[Begin]

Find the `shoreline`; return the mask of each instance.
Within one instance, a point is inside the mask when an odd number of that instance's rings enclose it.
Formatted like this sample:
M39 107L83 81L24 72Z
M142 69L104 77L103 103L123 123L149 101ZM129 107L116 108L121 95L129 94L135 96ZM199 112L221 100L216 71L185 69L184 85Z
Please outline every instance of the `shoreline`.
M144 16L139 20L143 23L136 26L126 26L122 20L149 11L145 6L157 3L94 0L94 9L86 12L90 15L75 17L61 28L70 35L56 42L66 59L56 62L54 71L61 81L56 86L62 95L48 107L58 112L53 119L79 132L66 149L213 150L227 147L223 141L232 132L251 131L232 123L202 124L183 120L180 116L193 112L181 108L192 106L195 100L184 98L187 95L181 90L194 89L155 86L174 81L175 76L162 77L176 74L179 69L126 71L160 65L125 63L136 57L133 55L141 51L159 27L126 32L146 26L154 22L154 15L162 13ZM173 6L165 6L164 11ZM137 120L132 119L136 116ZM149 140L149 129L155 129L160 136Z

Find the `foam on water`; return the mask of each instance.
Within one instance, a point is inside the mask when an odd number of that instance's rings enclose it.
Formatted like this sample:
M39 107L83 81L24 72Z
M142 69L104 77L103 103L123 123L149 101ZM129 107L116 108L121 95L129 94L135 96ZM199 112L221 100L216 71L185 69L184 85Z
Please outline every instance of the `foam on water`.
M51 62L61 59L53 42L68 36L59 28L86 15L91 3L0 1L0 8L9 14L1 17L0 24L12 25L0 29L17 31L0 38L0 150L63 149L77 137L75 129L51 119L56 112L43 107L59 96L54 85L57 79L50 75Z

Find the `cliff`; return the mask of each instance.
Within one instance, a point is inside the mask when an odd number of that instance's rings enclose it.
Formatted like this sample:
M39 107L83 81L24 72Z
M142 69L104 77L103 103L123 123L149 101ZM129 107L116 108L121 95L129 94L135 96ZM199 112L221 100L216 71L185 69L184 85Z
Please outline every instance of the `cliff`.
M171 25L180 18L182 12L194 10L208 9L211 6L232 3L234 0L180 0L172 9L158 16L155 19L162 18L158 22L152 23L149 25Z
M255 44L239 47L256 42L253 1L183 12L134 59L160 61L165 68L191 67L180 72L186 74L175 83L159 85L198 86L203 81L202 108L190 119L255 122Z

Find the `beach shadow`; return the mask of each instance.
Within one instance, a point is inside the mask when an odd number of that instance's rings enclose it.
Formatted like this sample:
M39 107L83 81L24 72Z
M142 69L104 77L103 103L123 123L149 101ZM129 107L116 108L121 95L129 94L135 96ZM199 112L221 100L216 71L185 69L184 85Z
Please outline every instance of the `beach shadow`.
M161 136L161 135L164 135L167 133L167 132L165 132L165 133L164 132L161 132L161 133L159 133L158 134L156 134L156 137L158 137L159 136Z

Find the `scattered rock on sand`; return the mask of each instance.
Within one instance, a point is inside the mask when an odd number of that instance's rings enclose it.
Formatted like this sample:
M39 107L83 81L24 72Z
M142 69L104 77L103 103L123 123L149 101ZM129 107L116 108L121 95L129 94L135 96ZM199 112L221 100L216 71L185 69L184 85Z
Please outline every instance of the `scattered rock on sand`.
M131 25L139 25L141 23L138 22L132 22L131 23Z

[End]

*GOAL OF THE EXERCISE:* Reproduce the listing above word for word, with every line unchanged and in its original order.

*COMPLETED TASK:*
Find the `shoreline`; return the mask of each instance.
Within one instance, a point is inside the mask when an odd number of that instance's rings enclose it.
Formatted like this sample:
M39 107L83 81L24 72Z
M142 69L104 77L103 103L123 123L149 101ZM129 107L116 108L121 95L129 94L135 96ZM199 112L221 100L216 71L185 69L184 85Z
Please outline every instance of the `shoreline`.
M144 16L139 20L143 23L136 26L126 26L122 20L149 11L145 6L157 3L94 0L94 9L86 12L90 15L75 17L61 28L70 35L56 42L66 59L56 62L54 71L61 81L56 86L62 95L48 107L58 112L53 119L79 132L66 149L213 150L227 147L223 141L232 132L251 131L232 123L202 124L183 120L180 116L193 112L181 108L192 106L195 100L184 98L187 95L181 90L194 89L155 86L174 81L175 76L162 77L176 74L179 69L126 71L160 65L125 63L136 57L133 55L141 51L159 27L126 32L146 26L154 22L154 15L162 13ZM173 6L165 6L164 11ZM137 120L132 119L136 116ZM149 140L149 129L155 129L160 136Z

Find the `foam on water`; return the mask of each instance.
Within one instance, a point is inside the mask when an odd number of that instance's rings enclose it.
Formatted like this sample:
M39 107L83 81L24 72Z
M142 69L104 77L103 103L123 123L149 101ZM129 107L116 108L121 95L129 94L135 96ZM199 112L221 100L216 71L185 69L184 85Z
Please outline every instance of the `foam on water`.
M51 62L61 59L53 42L68 36L59 28L86 15L91 3L0 1L0 8L9 14L1 17L0 24L12 25L0 29L17 31L0 38L0 150L63 149L77 137L75 129L51 119L56 112L43 107L59 96L54 85L57 79L50 75Z

Find the `cliff`; return the mask of each instance.
Within one instance, a point is inside the mask when an odd number of that instance's rings enclose it.
Formatted like this sample:
M39 107L83 81L24 72Z
M142 69L104 77L103 103L123 123L149 101ZM129 107L116 108L121 95L129 94L135 96ZM199 112L221 100L216 71L185 69L184 85Z
Please outline every instance of the `cliff`.
M171 25L180 18L182 12L194 10L208 9L211 6L232 3L234 0L180 0L172 9L158 16L155 19L162 18L158 22L152 23L149 25Z
M255 44L239 47L256 42L253 1L183 12L134 59L160 61L165 68L191 67L180 72L186 74L175 83L159 85L198 86L203 81L202 108L190 119L255 122Z

Find the `beach shadow`; return the mask of each instance.
Within one instance, a point is inside the mask when an odd number of that instance's rings enclose it.
Formatted like this sample:
M39 107L83 81L24 72Z
M142 69L104 77L103 103L123 123L149 101ZM129 107L116 108L121 95L129 94L135 96ZM199 112L221 100L216 71L185 69L184 85Z
Please outline every instance of the `beach shadow`.
M161 136L161 135L164 135L167 133L167 132L165 132L165 133L164 132L161 132L161 133L159 133L158 134L156 134L156 137L158 137L159 136Z

Find the `scattered rock on sand`; return the mask of each instance.
Within one instance, a point is inside the mask when an odd number of that instance's rings enclose it.
Formatted like this sample:
M39 107L83 81L24 72Z
M142 69L104 77L103 103L123 123L149 101ZM129 107L116 108L121 95L129 94L135 96ZM199 112L221 100L216 71L185 69L184 85Z
Please outline every instance of the `scattered rock on sand`.
M131 25L139 25L141 23L138 22L132 22L131 23Z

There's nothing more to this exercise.